Start Passage provided

Even if all this were true, why were all the hiding places and devices suddenly (and conveniently) all found after the alleged suicides?

(An as-yet unconfirmed report has come to us through a telephone conversation with a comrade in Berlin, who told us that along with the bullet that killed him, there were also four spent shells in Andreas Baader’s cell. This has appeared nowhere in the capitalist media.)

The only death under somewhat “plausible” conditions was that of Gudrun Ensslin, who reportedly took her own life by hanging herself by a phonograph cord. However, this brings up too many memories of the prison murder of RAF leader Ulrike Meinhof, who was found hanged in her cell on May 9, 1976 at the same prison. At least two independent inquests into the circumstances surrounding her death found the official version of her “suicide” as incredible as the current fictions being spread by the present commission.

But the question of plausibility has apparently not even entered the head of a solitary “journalist” in the Western world; nowhere, to our knowledge, has a single member of this vast body of “objective” reporters had the temerity to suggest that there is something even slightly fishy about the German state’s topsy-turvy version of reality.

The contorted and concocted story necessary to somehow prove a simultaneous decision among four persons denied access to each other for more than six weeks, to take their own lives “as a signal for further terrorist actions” could only make sense to those with a preconceived desire to accept the government version, no matter how absurd.

The real terrorists are the West German state and the Bundesgrenzschutz ( Federal Border Guard) who have used the mini-wave of RAF selective terrorism (against ruling class and imperialist targets only) to increase the national police force by thousands, to curtail the rights of unions and to violate democratic rights on a wholesale basis. Just as the FLQ kidnapping seven years ago in Quebec was used by the Canadian government to justify the suppression of the separatist and labor movement, so the West German government has created its justification for the use of any repressive measures it cares to institute, all under the heading of “suppression of terrorism.”

In whatever manner it was performed, and for whatever reasons, it seems obvious to us that Rasp, Baader and Ensslin were murdered. Take away the pathetic inventions of how the deaths occurred and the self-serving definitions of the RAF members as “fanatics” and you are left with German “justice” of a generation ago, where political prisoners routinely “committed suicide” inside of Nazi jails and concentration camps.

End Passage provided
Start Data provided

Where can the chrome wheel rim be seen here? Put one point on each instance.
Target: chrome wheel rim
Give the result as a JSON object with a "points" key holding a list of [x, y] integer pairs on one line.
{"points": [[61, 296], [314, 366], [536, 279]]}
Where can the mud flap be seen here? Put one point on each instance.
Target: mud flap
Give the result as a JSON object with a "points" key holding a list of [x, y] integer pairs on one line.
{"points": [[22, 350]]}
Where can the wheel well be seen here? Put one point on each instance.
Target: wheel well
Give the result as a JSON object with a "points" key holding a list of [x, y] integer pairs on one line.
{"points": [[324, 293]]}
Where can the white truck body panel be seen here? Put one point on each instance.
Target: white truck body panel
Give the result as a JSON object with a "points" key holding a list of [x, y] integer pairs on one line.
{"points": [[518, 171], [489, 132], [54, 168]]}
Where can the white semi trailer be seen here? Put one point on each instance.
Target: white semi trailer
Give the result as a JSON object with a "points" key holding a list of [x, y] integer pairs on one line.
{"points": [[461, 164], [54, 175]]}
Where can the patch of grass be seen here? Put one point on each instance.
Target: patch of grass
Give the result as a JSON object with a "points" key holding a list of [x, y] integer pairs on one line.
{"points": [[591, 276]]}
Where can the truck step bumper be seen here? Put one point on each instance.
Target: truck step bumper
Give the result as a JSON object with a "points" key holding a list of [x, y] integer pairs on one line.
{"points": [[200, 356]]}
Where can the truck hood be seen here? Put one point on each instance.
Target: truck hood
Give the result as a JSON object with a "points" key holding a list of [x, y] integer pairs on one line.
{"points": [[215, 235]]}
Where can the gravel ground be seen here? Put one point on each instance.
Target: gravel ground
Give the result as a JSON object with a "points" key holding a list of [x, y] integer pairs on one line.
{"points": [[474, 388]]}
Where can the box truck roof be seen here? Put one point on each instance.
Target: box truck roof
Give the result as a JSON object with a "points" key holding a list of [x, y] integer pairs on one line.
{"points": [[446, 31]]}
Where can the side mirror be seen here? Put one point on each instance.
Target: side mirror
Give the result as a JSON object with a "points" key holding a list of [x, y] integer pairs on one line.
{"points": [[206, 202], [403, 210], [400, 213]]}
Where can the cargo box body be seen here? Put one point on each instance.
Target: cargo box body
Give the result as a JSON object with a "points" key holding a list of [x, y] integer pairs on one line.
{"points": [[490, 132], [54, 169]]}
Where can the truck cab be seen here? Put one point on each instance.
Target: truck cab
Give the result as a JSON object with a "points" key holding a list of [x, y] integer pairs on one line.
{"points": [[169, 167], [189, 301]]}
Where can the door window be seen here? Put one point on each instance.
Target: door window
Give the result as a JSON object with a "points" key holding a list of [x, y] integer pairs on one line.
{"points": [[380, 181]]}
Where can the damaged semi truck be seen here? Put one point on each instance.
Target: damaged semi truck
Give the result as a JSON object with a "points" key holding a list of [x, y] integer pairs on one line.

End Data provided

* **Exercises**
1 > Return the stretch from "But the question" through "matter how absurd." in the passage about the RAF prisoners' deaths.
2 > In the passage about the RAF prisoners' deaths, on what date was Ulrike Meinhof found hanged in her cell?
3 > Carry on the passage about the RAF prisoners' deaths, picking up after its last sentence.

* **Response list**
1 >
But the question of plausibility has apparently not even entered the head of a solitary “journalist” in the Western world; nowhere, to our knowledge, has a single member of this vast body of “objective” reporters had the temerity to suggest that there is something even slightly fishy about the German state’s topsy-turvy version of reality.

The contorted and concocted story necessary to somehow prove a simultaneous decision among four persons denied access to each other for more than six weeks, to take their own lives “as a signal for further terrorist actions” could only make sense to those with a preconceived desire to accept the government version, no matter how absurd.

2 > May 9, 1976

3 >
Red Army Faction Origins

The Red Army Faction (RAF) was formed in 1970 out of the fragments of the West German student movement and many of its early actions were aimed against U.S. involvement in Vietnam, including a 1972 bombing of the U.S. army headquarters for troops stationed in Frankfort and Heidelberg that left four dead and several wounded.

The arrest of several of the group’s early leaders, particularly Andreas Baader, Holger Meins and Ulrike Meinhof, was followed by a lull in RAF activity that lasted until a hunger strike by imprisoned RAF members ended with the death of Holger Meins on November 9, 1974. On the next day, the president of the Berlin Supreme Court was killed in his home while resisting a kidnapping attempt.

Since that time the RAF has escalated its attacks against a government that comes to resemble more and more the repressive police state denounced in RAF statements. Two other RAF members have died in prison, including the murder by prison guards of Ulrike Meinhof, whose prominence in the early days had given the group the nickname “Baader-Meinhof gang.”

Over the last few years, the RAF has kidnapped the Christian Democratic party’s candidate for mayor of Berlin and exchanged him for six prisoners; executed the chief federal prosecutor; killed one of the nation’s most powerful bankers in the course of an unsuccessful kidnapping attempt; and continued a series of bank robberies that may have netted as much as $3,870,000 since 1971.